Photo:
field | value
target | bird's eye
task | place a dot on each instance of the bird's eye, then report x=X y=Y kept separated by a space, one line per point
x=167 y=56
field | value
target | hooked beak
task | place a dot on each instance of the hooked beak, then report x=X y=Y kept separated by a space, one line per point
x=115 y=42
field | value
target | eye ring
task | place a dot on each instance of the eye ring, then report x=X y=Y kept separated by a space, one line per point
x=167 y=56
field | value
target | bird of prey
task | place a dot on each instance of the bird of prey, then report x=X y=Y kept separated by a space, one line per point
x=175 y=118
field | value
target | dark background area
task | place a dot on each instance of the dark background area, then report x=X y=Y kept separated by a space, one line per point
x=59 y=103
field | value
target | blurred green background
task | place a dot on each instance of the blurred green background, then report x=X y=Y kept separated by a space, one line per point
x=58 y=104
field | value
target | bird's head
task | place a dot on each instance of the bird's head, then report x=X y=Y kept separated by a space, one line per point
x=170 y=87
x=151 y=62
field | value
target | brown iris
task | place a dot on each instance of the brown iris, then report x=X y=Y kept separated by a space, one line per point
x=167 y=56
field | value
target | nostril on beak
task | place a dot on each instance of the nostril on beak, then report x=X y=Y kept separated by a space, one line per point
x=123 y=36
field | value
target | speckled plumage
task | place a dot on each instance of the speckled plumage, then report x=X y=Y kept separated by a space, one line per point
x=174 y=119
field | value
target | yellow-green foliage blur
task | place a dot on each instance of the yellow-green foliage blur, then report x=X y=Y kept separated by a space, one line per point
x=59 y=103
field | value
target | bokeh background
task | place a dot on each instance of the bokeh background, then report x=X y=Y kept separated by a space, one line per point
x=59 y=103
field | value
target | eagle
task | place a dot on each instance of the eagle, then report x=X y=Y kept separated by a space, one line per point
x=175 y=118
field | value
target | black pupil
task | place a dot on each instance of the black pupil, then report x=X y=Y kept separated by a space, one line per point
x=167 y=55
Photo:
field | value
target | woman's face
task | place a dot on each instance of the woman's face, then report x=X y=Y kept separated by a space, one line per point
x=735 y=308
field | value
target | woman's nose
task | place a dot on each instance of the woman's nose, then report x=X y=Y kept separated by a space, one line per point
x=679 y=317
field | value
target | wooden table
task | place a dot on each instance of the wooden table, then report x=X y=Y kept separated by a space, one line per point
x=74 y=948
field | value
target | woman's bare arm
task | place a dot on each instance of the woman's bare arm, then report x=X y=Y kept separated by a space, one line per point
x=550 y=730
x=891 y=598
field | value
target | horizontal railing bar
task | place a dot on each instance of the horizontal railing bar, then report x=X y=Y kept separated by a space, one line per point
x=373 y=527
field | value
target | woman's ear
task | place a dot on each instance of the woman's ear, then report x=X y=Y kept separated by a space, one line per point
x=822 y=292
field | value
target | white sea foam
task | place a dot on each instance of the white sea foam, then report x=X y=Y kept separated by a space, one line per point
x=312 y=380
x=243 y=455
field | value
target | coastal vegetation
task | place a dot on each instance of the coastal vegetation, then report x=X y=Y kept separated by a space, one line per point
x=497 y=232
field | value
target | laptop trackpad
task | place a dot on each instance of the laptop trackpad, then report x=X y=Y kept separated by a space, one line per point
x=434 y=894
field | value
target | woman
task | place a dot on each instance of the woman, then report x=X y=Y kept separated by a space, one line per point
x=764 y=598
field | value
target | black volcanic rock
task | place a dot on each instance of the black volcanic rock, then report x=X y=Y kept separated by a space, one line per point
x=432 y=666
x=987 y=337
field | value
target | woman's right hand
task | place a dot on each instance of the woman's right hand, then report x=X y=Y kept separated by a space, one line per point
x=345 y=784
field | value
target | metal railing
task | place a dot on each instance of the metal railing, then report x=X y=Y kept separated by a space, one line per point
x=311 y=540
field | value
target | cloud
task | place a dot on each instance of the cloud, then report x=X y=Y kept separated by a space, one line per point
_____
> _WRITTEN INSTRUCTION_:
Extract all of the data above without altering anything.

> _ANSWER BELOW_:
Photo:
field | value
target | bird's eye
task | place a dot on each instance of the bird's eye, then report x=X y=Y kept separated by a space, one line per point
x=167 y=56
field | value
target | hooked beak
task | place a dot on each instance of the hooked beak, then report x=X y=Y kept separated by a space, one line per point
x=115 y=42
field | value
target | eye ring
task | place a dot on each instance of the eye ring, then report x=X y=Y kept separated by a space, one line per point
x=167 y=56
field | value
target | bird of prey
task | place a dot on each instance of the bird of prey, then report x=X y=Y kept separated by a space, one line per point
x=175 y=118
field | value
target | dark background area
task | place a dot on each instance of the dark background area, then report x=X y=Y kept separated by a space, one line per point
x=59 y=103
field | value
target | blurred green background
task | place a dot on each instance of the blurred green background, then report x=X y=Y kept separated by a space, one line per point
x=58 y=104
field | value
target | bird's head
task | place a dot on each instance of the bird's head, then report x=X y=Y kept separated by a space, one line per point
x=170 y=87
x=151 y=62
field | value
target | brown iris
task | place a dot on each instance of the brown iris, then report x=X y=Y kept separated by a space, one line per point
x=167 y=56
field | value
target | nostril on beak
task | place a dot on each instance of the nostril on beak, then report x=X y=Y kept separated by a space, one line per point
x=123 y=36
field | value
target | speckled plumage
task | place a dot on each instance of the speckled plumage, then report x=X y=Y kept separated by a space, one line per point
x=174 y=119
field | value
target | yellow-green foliage blur
task | place a dot on each instance of the yellow-green foliage blur, then report x=X y=Y kept separated by a space, one line per point
x=59 y=103
field | value
target | bokeh background
task | place a dot on each instance of the bokeh background, then report x=X y=Y kept separated by a space, one line per point
x=59 y=103
field | value
target | eagle
task | place a dot on each instance of the eagle, then report x=X y=Y kept separated by a space, one line per point
x=175 y=118
field | value
target | black pupil
task | place a dot on each instance of the black pupil, then report x=X y=Y kept separated by a space, one line per point
x=167 y=55
Photo:
field | value
target | woman's face
task | place a dot on each instance of the woman's face, then report x=X y=Y kept separated by a space, one line per point
x=735 y=308
field | value
target | woman's nose
task | place a dot on each instance of the woman's nose, then report x=X y=Y kept separated by a space, one line per point
x=679 y=317
field | value
target | wooden table
task | place a dot on each instance of the wooden table, then report x=X y=Y kept separated by a space, one line per point
x=74 y=948
field | value
target | woman's bare arm
task | place a dot on each instance of the woman's bare arm, then report x=X y=Y kept separated by a space, one line per point
x=550 y=730
x=891 y=598
field | value
target | horizontal railing bar
task | place a dot on each instance of the horizontal railing bar, then report x=X y=Y kept separated by a space, one line per point
x=373 y=527
field | value
target | woman's ear
task | place a dot on each instance of the woman's ear, then report x=X y=Y kept separated by a space, one line per point
x=822 y=292
field | value
target | white sea foam
task | place a dot on each instance of the white sea foam, then report x=X y=Y kept separated by a space, one line per point
x=312 y=380
x=243 y=455
field | value
target | coastal vegetation
task | place a dot on each instance of the coastal vegetation, then report x=X y=Y kept separated by a space, one line per point
x=497 y=232
field | value
target | laptop trackpad
task | place a dot on each instance of the laptop trackpad, then report x=X y=Y kept separated by a space, one line per point
x=434 y=894
field | value
target | woman
task | place a dot on each instance of the woman, then report x=X y=Y kept separated by a space, one line per point
x=764 y=598
field | value
target | black volcanic rock
task | place a dot on each instance of the black volcanic rock, then report x=X y=Y kept separated by a space, one line per point
x=432 y=666
x=987 y=337
field | value
target | woman's right hand
task | place a dot on each instance of the woman's right hand, then report x=X y=Y kept separated by a space, one line per point
x=345 y=784
field | value
target | metal railing
task | place a dot on each instance of the metal railing, then report x=X y=Y kept separated by a space, one line per point
x=311 y=540
field | value
target | cloud
task | place a dot on each instance of the cloud, then report x=X y=Y kept separated by a space, one line per point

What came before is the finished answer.